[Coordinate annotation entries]
################

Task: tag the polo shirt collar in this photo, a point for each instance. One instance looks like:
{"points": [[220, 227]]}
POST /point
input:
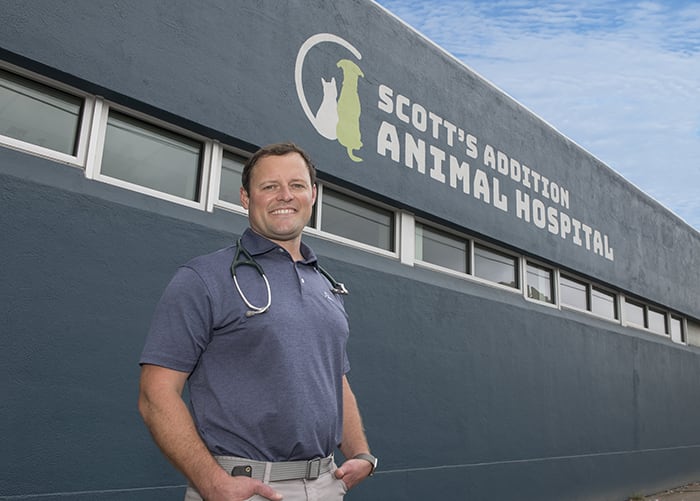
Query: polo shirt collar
{"points": [[257, 245]]}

################

■ Stated goal:
Print all of the lines above word for word, leaving out the pictures.

■ Complete response:
Task: tag the polo shirt collar in this photo, a point for each instance. One instance looks like:
{"points": [[220, 227]]}
POST /point
input:
Query: polo shirt collar
{"points": [[257, 245]]}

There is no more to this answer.